Tally the lines in the records below that include the string "pole", and reply with that number alone.

>>>

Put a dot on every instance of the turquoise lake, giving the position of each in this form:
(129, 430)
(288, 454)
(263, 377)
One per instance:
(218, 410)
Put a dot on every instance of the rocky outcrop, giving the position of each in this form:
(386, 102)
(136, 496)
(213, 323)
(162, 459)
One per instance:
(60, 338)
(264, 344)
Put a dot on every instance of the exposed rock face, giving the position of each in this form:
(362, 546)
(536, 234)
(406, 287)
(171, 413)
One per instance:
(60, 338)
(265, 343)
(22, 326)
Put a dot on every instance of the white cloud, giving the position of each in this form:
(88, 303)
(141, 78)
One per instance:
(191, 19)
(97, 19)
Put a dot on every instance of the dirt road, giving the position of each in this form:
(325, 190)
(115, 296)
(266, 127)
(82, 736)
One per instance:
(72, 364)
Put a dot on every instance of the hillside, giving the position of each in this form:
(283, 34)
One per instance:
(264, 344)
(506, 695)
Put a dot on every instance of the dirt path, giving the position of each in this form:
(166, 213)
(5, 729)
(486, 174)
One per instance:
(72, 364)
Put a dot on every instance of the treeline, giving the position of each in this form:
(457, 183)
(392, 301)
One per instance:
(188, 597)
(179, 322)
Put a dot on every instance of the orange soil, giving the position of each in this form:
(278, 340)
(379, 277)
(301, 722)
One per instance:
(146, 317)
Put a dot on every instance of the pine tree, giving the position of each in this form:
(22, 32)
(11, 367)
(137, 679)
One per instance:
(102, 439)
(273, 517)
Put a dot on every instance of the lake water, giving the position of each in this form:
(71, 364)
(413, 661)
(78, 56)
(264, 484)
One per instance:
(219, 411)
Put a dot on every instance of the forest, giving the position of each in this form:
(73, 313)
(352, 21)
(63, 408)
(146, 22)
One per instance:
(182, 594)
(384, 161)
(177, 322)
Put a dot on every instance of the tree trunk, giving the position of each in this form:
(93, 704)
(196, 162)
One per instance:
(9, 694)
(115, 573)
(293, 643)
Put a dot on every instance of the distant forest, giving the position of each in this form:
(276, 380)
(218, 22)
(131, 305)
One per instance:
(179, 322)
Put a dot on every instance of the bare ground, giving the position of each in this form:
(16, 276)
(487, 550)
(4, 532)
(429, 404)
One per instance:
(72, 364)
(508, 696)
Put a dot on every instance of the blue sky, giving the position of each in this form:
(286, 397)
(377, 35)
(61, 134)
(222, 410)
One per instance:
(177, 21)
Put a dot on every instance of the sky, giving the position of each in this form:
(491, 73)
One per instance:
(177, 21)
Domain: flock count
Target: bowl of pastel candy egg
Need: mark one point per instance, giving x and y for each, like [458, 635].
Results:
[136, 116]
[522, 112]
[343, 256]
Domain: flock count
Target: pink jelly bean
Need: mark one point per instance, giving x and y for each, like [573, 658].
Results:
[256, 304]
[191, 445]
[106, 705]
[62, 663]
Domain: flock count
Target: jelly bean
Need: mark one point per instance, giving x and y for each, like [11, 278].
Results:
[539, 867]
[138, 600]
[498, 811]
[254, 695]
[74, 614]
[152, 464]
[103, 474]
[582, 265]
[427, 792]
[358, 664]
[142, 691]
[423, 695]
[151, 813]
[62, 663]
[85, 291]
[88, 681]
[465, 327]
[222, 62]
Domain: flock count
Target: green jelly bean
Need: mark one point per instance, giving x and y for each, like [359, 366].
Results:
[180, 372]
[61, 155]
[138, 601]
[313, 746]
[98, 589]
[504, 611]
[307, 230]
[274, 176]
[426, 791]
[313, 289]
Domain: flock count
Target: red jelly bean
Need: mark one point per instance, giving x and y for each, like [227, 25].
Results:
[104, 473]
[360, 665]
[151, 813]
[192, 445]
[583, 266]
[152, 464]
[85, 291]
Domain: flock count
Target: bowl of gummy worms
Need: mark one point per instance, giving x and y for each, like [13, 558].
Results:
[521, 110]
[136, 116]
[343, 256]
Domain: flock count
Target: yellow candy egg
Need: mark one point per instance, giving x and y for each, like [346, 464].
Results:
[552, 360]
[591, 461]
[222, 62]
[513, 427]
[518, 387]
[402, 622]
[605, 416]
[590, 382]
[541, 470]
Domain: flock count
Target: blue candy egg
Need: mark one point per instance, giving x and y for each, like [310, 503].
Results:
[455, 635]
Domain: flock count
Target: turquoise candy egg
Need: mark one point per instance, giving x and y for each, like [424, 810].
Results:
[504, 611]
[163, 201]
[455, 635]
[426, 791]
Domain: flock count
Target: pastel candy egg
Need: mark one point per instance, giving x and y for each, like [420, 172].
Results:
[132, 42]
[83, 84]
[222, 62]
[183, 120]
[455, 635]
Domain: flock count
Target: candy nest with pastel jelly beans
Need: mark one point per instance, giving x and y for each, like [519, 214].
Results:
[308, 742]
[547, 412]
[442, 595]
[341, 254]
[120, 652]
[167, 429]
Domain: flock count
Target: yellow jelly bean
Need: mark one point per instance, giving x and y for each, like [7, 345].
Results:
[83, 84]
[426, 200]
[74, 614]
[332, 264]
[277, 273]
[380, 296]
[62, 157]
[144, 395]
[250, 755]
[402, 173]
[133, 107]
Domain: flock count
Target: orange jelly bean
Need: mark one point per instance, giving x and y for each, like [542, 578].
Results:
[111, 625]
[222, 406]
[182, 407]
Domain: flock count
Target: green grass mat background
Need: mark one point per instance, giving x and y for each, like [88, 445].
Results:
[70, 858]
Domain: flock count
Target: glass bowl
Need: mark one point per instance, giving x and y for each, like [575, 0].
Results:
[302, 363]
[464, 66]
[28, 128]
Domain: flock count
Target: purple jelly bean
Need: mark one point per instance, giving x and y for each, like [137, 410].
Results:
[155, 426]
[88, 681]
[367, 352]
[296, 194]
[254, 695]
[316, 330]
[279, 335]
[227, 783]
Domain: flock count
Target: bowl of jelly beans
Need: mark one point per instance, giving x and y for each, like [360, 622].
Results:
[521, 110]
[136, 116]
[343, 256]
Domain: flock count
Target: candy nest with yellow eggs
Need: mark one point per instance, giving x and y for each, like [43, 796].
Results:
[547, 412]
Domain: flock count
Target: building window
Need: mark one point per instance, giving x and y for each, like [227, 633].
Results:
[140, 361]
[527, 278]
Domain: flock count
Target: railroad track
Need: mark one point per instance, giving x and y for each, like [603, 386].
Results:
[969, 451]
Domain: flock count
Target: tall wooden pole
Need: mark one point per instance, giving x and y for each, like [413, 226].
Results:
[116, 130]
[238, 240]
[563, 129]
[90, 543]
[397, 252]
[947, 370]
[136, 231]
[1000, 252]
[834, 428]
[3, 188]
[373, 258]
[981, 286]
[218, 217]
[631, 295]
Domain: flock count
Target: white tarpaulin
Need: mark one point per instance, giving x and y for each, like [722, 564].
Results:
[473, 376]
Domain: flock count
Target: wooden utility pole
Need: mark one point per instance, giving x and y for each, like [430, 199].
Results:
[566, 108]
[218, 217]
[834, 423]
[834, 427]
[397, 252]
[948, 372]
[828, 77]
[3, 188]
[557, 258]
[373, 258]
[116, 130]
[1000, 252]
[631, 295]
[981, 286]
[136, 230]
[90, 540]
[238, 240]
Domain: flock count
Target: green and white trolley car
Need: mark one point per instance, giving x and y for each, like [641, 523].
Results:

<<<

▸ **COMPLETE OUTPUT**: 2